::: Listed records

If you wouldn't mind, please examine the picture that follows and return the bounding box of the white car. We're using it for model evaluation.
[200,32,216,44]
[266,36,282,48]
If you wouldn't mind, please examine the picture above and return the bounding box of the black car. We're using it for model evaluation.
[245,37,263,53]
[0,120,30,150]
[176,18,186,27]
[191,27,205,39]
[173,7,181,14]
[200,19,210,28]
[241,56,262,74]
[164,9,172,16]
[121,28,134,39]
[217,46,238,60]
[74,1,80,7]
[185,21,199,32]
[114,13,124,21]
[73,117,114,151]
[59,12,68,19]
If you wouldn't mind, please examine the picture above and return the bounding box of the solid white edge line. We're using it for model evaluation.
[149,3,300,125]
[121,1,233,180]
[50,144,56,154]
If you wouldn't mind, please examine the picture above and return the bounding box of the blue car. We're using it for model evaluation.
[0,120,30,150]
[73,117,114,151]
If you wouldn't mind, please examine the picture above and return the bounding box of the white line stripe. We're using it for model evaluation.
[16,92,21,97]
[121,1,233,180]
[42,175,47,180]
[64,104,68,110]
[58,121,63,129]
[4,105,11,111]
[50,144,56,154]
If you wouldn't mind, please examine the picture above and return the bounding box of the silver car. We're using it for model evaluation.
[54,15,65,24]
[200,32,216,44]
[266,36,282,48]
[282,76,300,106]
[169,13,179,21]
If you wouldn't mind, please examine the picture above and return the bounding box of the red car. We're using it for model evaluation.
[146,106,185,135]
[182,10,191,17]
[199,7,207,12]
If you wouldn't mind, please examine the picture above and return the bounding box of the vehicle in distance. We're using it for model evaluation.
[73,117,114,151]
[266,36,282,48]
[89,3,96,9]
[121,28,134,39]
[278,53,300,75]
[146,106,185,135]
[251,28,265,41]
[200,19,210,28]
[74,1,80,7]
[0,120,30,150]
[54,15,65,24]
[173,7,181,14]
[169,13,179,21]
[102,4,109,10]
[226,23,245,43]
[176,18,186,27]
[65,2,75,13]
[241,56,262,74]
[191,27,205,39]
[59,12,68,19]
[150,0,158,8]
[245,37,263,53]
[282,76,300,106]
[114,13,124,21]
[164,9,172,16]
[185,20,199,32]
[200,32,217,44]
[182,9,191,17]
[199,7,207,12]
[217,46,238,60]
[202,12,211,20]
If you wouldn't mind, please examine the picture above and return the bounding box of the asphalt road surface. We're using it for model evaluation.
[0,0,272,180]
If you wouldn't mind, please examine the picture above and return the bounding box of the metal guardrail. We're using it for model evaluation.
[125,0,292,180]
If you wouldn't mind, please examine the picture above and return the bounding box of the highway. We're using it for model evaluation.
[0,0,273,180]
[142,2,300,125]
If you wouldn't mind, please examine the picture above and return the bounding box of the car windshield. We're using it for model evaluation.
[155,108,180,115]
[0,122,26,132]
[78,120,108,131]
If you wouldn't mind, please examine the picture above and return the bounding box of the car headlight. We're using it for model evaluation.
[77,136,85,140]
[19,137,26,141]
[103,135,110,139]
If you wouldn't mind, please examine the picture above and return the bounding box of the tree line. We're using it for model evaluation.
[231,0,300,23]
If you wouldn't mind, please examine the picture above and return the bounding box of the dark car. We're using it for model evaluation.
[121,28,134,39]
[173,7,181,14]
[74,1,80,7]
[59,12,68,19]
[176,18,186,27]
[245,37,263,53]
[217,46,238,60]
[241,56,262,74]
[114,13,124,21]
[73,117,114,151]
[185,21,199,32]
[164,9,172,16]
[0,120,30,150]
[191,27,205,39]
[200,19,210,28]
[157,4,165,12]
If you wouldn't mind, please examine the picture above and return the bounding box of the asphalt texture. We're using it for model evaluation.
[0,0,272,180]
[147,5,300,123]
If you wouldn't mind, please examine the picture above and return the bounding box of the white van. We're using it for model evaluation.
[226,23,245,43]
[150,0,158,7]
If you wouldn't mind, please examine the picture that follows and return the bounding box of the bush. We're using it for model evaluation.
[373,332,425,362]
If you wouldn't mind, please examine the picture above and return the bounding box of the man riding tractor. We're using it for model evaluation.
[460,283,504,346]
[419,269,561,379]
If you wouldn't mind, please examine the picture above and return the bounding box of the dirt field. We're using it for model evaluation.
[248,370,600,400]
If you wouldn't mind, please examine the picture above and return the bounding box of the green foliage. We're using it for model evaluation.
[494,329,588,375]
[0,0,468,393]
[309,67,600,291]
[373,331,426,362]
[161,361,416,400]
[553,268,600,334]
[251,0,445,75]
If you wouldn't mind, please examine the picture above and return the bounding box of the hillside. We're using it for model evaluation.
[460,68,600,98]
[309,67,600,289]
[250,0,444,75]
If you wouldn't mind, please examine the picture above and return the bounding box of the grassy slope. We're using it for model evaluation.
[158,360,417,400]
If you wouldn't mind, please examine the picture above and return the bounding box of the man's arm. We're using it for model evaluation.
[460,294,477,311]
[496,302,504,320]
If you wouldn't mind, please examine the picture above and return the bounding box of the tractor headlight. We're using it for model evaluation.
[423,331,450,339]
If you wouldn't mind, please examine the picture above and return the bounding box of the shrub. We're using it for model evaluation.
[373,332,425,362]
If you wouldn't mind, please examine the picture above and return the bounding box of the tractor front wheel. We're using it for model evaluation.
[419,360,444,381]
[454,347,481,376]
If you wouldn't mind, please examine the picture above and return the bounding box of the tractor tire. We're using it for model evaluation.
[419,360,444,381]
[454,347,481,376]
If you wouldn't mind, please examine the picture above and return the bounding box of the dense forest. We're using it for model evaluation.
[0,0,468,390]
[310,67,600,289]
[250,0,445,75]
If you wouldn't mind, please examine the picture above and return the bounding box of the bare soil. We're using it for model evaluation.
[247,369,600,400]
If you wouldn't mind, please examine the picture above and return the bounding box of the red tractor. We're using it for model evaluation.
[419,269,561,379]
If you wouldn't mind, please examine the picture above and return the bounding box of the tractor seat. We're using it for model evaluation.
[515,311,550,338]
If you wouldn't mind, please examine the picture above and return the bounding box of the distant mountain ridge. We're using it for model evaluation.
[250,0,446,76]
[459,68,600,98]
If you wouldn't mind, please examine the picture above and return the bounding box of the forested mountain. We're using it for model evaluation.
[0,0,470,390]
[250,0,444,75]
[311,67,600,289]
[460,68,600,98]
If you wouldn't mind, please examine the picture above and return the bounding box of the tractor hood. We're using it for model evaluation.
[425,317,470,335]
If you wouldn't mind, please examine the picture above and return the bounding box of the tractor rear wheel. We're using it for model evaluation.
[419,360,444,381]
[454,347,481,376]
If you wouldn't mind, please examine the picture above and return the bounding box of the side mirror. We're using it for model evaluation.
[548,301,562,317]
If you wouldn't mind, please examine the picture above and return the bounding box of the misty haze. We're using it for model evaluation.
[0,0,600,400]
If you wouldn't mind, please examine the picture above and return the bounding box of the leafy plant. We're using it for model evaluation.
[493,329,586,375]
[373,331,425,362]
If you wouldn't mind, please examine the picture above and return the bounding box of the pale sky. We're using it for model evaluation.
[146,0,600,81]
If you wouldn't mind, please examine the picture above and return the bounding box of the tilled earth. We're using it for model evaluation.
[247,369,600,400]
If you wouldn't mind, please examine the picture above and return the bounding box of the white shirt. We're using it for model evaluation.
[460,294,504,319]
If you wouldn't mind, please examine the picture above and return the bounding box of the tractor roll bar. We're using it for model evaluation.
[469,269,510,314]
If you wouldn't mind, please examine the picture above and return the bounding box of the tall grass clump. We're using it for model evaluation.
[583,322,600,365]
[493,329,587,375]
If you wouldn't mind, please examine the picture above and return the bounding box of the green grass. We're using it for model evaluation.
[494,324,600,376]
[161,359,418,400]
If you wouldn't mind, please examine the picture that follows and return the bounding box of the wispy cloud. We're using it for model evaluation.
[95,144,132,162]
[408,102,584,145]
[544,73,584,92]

::::::

• _What you have to do_: Copy the lines exactly, from the line containing "tire. We're using it for model evaluation." through the line containing "[0,0,600,400]", with both of those lines included.

• _Solution for this task_:
If you wouldn't mind, please examine the picture above and return the bounding box of the tractor tire. We're using it for model evaluation.
[419,360,444,381]
[454,347,481,376]
If you wouldn't mind, please examine the picture above and return the bounding box of the dense forest. We're using it for model evaluation.
[0,0,468,390]
[310,67,600,289]
[250,0,445,75]
If you wouldn't mind, please examine the picture above and return the bounding box of the bare soil. We're using it for model evaluation.
[247,369,600,400]
If you wouldn't mind, please examine the picture above and return the bounding box of the red tractor. We're using it for model evaluation.
[419,269,561,379]
If you wouldn't mind, please examine the picture above and return the bounding box of the tractor seat. We're using it for model evaluation.
[515,311,550,338]
If you wouldn't mind, please examine the picture above and return the bounding box of the distant mountain ridge. We're using it for model evaluation.
[250,0,446,76]
[459,68,600,98]
If you wouldn't mind, please examine the picture above and return the bounding box of the forested mountain. We're using it for model evaluation.
[0,0,470,390]
[250,0,444,75]
[311,67,600,289]
[460,68,600,98]
If you wouldn't mind, please examine the picture above and return the bounding box of the tractor hood. We're using it for model evaluation.
[425,317,470,335]
If you wouldn't mind, please examine the picture above and return the bounding box of the tractor rear wheel. We're using it for model evaluation.
[419,360,444,381]
[454,347,481,376]
If you wouldn't mind, please examine the picture above and return the bounding box of the side mirror. We're using it for model evaluation.
[548,301,562,317]
If you wouldn't mind, please examine the picture above and return the bounding box of the misty haze. We're using it for model evaluation.
[0,0,600,400]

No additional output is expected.